[Natural language region descriptions]
........

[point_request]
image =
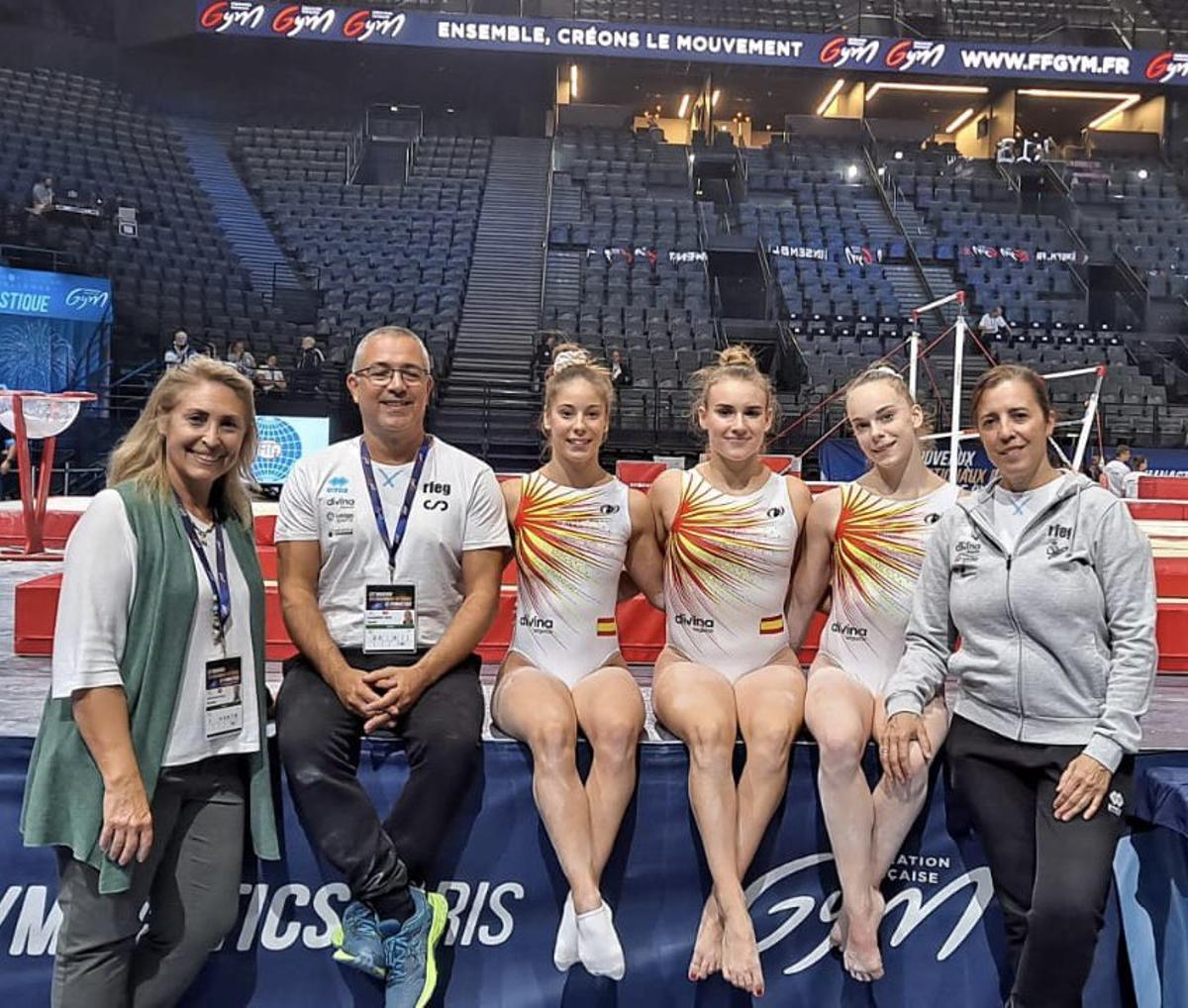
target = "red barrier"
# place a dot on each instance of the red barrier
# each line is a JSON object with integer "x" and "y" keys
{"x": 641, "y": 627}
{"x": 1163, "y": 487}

........

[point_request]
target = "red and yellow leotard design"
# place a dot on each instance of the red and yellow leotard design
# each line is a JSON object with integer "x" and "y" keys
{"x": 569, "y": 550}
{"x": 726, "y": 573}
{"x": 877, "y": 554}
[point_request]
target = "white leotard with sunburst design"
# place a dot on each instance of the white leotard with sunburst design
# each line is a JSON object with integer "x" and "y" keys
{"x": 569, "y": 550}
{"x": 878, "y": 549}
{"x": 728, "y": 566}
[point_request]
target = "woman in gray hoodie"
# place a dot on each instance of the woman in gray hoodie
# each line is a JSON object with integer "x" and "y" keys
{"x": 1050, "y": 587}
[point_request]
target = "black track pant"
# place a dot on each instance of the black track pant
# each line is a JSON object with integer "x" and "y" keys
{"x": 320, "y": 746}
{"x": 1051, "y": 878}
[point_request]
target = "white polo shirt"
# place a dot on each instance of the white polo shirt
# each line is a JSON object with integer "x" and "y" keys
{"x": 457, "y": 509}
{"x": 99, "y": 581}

........

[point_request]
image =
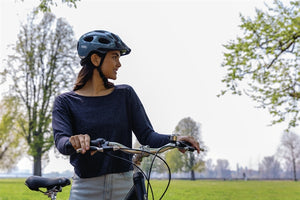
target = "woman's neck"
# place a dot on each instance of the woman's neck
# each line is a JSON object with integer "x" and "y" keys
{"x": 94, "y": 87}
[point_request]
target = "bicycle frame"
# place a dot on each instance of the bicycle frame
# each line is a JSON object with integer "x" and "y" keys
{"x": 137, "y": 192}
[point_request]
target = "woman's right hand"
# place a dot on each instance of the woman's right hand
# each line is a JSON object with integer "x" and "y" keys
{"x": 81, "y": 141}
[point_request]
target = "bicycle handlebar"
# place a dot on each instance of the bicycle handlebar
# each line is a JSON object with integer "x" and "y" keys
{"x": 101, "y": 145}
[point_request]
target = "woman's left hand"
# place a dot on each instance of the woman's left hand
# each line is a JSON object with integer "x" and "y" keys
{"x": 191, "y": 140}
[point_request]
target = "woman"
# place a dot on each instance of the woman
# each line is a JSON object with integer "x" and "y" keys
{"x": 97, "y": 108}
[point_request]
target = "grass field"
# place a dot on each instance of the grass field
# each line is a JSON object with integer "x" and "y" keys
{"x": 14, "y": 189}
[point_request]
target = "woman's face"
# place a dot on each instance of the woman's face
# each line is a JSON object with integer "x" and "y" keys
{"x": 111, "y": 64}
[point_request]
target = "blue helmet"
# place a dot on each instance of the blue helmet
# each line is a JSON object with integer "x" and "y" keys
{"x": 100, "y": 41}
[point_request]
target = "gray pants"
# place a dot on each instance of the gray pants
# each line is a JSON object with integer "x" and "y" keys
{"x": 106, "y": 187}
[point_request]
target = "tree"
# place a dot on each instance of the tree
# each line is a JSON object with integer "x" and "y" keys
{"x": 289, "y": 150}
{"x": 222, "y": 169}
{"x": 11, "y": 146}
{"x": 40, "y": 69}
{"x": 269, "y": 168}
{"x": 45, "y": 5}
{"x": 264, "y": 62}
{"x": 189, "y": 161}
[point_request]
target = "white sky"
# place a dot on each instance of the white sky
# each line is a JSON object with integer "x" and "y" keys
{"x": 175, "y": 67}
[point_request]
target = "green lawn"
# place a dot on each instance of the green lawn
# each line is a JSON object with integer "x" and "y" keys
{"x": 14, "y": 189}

........

- [Instructions to follow]: Each line in the entries above that includes the string "frame" should be extracted.

- [Task solution]:
target = "bicycle frame"
# place a dot on each instance of the bicycle frame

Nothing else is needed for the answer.